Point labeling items
_ _ _ _ _ _ _

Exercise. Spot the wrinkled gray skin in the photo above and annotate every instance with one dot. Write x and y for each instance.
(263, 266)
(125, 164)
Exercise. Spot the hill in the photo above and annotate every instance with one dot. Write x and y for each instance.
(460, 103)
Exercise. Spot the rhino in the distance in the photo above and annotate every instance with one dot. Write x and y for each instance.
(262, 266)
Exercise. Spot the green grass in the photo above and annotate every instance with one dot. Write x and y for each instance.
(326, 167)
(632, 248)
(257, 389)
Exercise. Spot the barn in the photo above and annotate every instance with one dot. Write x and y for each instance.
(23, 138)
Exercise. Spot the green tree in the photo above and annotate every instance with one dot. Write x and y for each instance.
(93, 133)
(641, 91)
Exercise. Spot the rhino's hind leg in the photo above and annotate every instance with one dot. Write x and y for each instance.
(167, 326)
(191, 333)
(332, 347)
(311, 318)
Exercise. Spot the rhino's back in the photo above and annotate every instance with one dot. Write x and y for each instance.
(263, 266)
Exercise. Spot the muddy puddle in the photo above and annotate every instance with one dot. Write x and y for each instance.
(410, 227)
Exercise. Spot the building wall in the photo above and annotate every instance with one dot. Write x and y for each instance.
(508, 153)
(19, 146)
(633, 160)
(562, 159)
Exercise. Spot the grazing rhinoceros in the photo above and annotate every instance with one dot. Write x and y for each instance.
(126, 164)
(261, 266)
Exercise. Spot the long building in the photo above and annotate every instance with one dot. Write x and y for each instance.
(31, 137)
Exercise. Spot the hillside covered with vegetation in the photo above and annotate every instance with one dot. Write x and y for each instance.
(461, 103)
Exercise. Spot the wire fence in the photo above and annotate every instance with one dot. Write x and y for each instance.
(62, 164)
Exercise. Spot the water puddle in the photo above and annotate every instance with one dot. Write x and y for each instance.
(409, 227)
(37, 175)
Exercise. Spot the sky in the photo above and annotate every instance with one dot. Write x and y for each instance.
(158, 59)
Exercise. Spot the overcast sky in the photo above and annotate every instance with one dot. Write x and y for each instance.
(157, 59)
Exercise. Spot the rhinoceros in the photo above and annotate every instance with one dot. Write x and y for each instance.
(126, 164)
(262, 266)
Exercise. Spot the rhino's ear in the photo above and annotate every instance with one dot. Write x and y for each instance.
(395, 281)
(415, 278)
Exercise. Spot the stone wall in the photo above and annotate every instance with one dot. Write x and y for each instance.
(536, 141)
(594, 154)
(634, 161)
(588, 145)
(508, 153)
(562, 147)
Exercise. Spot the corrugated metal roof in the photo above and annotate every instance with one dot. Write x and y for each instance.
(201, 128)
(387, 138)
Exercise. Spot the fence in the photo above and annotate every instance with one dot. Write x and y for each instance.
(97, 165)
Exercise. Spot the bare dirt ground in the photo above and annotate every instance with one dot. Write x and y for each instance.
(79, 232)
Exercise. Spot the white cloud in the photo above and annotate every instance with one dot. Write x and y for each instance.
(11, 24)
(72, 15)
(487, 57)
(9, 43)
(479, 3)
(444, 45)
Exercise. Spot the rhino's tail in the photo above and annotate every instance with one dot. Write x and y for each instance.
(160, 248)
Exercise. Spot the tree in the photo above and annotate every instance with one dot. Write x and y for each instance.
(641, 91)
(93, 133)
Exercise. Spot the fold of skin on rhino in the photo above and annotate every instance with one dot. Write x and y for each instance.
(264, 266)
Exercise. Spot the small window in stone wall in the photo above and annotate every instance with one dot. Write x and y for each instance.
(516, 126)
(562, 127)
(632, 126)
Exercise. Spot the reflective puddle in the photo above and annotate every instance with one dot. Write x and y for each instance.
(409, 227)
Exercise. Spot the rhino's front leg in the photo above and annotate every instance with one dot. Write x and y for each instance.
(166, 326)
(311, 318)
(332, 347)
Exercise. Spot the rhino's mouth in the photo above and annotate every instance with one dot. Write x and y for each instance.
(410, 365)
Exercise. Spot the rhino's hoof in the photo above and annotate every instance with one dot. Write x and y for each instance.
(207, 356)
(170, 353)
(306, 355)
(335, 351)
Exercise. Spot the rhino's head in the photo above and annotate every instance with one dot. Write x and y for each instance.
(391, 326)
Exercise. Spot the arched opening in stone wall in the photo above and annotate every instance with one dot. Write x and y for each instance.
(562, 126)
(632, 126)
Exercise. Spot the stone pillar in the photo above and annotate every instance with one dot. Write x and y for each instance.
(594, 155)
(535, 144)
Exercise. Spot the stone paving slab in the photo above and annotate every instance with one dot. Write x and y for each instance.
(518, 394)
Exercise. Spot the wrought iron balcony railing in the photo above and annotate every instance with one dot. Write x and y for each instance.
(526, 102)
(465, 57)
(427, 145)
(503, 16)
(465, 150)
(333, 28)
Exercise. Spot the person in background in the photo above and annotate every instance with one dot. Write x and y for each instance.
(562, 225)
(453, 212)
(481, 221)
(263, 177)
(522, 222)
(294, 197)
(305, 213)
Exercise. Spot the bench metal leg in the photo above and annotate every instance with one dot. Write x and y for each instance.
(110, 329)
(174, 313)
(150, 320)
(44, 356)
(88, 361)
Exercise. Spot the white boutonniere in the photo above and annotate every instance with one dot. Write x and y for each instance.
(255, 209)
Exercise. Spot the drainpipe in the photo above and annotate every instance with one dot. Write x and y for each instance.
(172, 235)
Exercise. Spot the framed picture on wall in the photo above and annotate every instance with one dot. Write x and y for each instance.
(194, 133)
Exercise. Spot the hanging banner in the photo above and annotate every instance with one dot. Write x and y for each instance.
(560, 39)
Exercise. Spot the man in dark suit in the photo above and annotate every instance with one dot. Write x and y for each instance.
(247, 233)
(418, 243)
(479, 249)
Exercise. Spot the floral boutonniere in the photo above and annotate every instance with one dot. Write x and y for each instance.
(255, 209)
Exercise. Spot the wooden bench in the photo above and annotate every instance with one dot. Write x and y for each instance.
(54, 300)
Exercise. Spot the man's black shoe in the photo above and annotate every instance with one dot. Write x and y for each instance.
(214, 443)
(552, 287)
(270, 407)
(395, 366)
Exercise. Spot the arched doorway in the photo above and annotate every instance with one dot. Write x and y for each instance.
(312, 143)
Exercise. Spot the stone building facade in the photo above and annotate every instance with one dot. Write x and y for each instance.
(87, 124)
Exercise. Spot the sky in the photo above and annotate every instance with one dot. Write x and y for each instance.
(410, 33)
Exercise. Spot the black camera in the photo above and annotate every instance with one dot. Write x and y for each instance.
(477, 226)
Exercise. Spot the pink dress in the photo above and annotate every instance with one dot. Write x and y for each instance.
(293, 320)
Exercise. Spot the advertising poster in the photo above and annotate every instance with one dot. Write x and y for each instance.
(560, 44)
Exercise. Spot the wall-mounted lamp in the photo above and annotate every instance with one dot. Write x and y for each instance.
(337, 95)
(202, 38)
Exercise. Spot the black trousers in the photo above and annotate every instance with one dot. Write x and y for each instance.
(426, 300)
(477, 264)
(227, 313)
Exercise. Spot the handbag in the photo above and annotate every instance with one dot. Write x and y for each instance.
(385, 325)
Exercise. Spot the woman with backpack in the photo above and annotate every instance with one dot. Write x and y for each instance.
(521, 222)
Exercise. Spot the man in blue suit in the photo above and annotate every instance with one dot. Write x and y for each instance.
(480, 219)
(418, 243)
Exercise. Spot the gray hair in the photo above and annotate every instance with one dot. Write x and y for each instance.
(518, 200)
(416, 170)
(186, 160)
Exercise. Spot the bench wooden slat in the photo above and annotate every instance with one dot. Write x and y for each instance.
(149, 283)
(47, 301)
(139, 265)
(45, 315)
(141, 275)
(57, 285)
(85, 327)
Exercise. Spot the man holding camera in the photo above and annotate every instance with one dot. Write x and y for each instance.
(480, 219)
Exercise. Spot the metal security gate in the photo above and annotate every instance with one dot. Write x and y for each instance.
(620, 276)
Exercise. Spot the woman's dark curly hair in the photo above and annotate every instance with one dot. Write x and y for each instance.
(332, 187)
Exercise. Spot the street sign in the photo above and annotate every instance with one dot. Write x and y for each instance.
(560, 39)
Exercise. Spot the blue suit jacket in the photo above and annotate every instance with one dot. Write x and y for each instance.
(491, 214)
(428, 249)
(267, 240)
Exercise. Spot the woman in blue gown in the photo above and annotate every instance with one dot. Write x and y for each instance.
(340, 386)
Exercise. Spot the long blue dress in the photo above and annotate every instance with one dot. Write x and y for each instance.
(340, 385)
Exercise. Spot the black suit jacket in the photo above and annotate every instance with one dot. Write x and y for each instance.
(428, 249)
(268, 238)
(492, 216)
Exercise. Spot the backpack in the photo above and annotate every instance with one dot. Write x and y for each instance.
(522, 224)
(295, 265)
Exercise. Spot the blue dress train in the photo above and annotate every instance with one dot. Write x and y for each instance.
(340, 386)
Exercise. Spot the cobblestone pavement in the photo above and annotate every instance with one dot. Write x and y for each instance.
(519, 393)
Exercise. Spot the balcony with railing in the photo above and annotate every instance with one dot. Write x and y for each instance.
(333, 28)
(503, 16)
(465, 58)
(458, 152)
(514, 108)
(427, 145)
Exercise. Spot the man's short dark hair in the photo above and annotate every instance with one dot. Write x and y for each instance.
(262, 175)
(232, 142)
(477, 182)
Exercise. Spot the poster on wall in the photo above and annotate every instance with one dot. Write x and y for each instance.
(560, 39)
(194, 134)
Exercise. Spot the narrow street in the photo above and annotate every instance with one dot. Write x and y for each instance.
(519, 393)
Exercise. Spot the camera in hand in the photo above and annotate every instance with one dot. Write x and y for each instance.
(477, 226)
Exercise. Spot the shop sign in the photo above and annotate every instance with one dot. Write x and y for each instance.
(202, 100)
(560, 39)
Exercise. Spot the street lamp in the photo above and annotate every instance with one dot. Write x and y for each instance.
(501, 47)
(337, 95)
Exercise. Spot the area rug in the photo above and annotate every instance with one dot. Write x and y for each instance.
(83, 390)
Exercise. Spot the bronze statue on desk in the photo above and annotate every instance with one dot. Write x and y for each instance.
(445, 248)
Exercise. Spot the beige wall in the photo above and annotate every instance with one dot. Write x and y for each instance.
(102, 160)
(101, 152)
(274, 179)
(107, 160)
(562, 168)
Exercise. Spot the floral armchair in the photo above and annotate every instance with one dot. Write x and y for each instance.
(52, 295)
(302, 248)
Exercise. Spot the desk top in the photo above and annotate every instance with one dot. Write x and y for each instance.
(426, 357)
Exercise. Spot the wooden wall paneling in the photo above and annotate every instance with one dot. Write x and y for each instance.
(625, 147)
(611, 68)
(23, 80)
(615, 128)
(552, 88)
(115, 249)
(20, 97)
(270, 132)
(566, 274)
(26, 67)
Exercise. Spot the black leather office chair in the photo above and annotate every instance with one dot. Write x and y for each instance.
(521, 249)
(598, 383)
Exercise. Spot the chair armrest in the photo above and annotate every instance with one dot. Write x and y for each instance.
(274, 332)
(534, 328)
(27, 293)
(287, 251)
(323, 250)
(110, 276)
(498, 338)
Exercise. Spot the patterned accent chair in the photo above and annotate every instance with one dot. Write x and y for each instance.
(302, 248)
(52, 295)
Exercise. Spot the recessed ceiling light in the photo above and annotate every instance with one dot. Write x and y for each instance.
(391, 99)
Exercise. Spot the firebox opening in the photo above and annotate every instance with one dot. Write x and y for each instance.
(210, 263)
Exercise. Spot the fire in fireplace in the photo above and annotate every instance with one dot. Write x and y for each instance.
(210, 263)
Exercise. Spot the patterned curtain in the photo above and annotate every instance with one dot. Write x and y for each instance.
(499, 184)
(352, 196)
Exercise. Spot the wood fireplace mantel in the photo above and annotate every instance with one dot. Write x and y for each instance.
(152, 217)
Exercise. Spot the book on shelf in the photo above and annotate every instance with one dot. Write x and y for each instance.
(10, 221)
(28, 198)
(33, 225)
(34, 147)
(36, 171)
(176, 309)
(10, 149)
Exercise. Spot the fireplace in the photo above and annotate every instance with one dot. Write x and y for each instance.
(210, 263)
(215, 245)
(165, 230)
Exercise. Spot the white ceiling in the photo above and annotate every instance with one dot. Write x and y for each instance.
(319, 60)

_ _ _ _ _ _ _

* Requirements: Convert the items, starting with the line containing "Exercise. Spot the fireplace" and going on through the end of the items, into a two-column CSV with the columns item and answer. Give one row per item, and put each value in a single quoted field with line breaks replaced by spaces.

* Exercise solution:
item,answer
"Exercise. Spot the fireplace in the photo above and annotate every instance with one dot. Write x and y for each instance.","(210, 263) (215, 245) (165, 230)"
"Exercise. Spot the white ceiling in the photo above and annotate every instance with one dot. Write x and y for each instance.","(319, 60)"